• [Records for processing]
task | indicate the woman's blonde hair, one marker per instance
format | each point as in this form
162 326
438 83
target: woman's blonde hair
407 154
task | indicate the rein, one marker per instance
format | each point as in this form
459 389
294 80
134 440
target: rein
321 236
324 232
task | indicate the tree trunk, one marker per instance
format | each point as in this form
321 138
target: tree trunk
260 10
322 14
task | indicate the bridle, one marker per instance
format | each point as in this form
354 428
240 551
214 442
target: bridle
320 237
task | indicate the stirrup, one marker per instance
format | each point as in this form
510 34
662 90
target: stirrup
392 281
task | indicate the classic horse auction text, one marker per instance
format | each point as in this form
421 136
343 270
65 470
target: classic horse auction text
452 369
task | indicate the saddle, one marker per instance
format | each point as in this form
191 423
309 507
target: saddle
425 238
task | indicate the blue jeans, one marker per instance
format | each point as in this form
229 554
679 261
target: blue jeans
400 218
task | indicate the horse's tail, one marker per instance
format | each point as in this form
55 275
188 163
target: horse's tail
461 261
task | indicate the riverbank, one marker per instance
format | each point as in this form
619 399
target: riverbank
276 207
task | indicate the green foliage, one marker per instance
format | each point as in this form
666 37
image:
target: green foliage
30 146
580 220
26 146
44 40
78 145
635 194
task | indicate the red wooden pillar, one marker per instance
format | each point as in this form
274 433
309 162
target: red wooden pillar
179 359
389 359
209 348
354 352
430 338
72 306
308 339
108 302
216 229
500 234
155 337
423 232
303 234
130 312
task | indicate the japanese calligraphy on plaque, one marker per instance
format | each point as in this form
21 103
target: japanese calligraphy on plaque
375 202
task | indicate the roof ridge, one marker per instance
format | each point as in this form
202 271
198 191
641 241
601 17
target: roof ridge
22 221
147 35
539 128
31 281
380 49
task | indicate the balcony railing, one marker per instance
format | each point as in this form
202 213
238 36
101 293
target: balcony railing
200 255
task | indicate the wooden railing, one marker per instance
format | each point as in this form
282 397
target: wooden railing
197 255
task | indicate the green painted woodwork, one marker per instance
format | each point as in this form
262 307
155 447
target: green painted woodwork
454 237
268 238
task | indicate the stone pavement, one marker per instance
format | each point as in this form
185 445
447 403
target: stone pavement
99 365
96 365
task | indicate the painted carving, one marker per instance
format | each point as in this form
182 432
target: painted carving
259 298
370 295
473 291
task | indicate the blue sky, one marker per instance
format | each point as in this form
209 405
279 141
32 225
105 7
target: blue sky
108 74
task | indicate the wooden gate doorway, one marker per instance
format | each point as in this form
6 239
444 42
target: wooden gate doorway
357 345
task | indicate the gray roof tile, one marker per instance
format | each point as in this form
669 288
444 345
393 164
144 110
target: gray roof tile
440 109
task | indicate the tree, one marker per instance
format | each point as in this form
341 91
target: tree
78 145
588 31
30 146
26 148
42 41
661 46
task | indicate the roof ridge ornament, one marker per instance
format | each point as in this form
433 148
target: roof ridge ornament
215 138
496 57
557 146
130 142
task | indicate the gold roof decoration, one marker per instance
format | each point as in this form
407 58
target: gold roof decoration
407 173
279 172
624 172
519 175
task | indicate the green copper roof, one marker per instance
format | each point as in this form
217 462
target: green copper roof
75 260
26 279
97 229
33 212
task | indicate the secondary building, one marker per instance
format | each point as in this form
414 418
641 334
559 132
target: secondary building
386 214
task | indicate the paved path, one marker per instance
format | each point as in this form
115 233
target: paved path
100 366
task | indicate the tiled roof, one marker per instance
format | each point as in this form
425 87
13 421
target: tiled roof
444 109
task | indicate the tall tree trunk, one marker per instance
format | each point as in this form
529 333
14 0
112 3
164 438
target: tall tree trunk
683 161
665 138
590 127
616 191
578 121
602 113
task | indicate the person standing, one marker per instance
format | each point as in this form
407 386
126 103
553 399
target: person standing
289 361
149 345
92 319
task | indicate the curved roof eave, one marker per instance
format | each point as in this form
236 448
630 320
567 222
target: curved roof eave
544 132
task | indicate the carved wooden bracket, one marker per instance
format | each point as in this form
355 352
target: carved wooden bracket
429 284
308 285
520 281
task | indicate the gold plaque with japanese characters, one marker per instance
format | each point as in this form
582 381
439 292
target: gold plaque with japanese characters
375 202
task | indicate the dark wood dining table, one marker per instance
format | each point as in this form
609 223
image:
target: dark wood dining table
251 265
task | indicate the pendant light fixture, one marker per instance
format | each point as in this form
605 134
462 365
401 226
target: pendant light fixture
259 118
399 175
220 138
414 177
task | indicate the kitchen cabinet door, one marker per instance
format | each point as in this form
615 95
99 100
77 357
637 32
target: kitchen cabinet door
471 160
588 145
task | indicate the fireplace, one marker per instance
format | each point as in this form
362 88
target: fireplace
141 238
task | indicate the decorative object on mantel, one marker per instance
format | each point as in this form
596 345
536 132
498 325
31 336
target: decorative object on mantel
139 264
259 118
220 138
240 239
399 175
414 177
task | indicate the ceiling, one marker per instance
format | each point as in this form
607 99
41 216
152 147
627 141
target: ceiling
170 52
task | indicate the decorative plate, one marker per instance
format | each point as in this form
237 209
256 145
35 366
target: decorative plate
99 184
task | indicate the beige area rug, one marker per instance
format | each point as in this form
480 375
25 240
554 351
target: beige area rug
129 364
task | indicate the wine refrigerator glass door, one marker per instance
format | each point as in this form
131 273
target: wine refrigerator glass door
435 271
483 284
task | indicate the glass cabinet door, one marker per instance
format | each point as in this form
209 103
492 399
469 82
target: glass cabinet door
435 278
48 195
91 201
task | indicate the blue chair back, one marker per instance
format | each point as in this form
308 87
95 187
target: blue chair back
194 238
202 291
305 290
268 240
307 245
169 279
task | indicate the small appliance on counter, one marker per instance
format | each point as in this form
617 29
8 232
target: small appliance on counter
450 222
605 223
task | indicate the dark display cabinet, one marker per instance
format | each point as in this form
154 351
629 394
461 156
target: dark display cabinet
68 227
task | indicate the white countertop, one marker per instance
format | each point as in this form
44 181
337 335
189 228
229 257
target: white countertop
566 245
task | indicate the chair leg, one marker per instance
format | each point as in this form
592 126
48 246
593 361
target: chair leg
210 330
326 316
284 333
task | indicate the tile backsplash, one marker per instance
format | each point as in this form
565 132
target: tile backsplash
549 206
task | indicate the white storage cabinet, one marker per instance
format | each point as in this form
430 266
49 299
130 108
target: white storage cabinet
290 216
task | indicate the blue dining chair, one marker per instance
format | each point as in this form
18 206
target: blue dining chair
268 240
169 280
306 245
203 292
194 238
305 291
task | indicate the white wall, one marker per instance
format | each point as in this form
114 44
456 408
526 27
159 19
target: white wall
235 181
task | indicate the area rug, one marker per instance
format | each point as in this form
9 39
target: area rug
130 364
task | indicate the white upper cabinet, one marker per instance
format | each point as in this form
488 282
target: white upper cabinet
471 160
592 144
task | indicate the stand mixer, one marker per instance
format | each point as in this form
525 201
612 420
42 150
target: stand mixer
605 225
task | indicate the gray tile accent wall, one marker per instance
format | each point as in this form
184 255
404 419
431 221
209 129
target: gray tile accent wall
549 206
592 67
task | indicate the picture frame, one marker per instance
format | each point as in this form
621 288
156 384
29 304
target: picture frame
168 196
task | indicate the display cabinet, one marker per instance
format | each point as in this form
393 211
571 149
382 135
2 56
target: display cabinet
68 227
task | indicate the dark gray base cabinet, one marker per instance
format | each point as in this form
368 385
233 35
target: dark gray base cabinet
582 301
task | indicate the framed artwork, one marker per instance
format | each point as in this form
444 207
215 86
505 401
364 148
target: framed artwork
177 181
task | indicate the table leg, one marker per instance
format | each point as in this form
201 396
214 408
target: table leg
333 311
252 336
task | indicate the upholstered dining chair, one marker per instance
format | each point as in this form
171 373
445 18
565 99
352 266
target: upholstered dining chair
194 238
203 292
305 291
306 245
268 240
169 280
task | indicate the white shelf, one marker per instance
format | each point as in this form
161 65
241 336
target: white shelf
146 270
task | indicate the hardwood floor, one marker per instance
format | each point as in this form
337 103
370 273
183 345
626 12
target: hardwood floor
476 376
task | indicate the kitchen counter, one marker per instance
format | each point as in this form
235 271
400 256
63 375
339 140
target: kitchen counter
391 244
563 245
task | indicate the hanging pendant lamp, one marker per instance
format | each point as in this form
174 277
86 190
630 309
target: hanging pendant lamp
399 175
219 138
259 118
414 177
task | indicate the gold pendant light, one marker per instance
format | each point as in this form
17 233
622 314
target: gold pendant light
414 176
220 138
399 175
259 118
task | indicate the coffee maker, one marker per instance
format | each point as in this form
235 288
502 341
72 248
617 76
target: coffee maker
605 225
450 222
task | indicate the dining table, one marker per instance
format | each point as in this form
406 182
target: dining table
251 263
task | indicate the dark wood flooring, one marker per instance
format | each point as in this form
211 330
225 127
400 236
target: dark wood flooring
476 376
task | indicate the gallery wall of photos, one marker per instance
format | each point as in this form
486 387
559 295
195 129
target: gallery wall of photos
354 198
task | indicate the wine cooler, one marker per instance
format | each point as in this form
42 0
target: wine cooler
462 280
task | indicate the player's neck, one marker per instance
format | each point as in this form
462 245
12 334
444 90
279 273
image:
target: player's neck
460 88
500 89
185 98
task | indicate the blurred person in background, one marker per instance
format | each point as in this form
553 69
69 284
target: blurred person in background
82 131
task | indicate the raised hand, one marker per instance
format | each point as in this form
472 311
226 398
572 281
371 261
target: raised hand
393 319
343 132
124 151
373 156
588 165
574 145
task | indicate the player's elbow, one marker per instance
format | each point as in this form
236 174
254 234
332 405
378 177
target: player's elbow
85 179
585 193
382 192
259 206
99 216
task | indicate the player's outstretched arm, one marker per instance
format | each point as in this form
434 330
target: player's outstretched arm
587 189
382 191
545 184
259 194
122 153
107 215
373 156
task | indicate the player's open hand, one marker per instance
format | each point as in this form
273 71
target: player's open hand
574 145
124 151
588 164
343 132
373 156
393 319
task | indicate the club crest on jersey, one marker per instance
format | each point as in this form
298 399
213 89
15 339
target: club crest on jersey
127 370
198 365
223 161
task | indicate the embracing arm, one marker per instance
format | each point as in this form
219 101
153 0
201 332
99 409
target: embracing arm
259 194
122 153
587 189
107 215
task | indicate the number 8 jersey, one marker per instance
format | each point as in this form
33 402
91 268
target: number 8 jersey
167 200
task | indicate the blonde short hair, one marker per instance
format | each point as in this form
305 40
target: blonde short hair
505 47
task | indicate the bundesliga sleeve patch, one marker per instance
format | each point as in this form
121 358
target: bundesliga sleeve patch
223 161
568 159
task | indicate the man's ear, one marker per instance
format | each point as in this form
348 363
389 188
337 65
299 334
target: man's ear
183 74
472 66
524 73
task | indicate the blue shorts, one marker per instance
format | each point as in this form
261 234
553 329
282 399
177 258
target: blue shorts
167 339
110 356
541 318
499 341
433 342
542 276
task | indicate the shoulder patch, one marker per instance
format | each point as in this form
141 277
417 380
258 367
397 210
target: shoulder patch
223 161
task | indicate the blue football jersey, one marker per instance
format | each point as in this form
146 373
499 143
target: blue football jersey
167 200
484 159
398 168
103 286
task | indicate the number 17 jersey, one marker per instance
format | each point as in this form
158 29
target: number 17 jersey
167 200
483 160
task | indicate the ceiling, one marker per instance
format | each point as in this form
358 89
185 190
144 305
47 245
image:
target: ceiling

• [Task goal] The lines from the start of the entries above through the line containing "task | indicate the stirrup, one" are the ones to return, please; copy them exactly and include both ends.

• [Finished exercise]
task | indicate the woman's blonde hair, one marker per instance
format | each point as in this form
162 326
438 83
target: woman's blonde hair
407 154
task | indicate the rein, one marker per instance
format | each point as in this form
459 389
294 80
134 440
target: rein
321 236
324 232
task | indicate the tree trunk, one marker per instance
format | each point as in this form
321 138
target: tree trunk
260 10
322 14
task | indicate the bridle, one marker per instance
format | each point as in this form
354 428
240 551
214 442
target: bridle
320 237
task | indicate the stirrup, one marker per instance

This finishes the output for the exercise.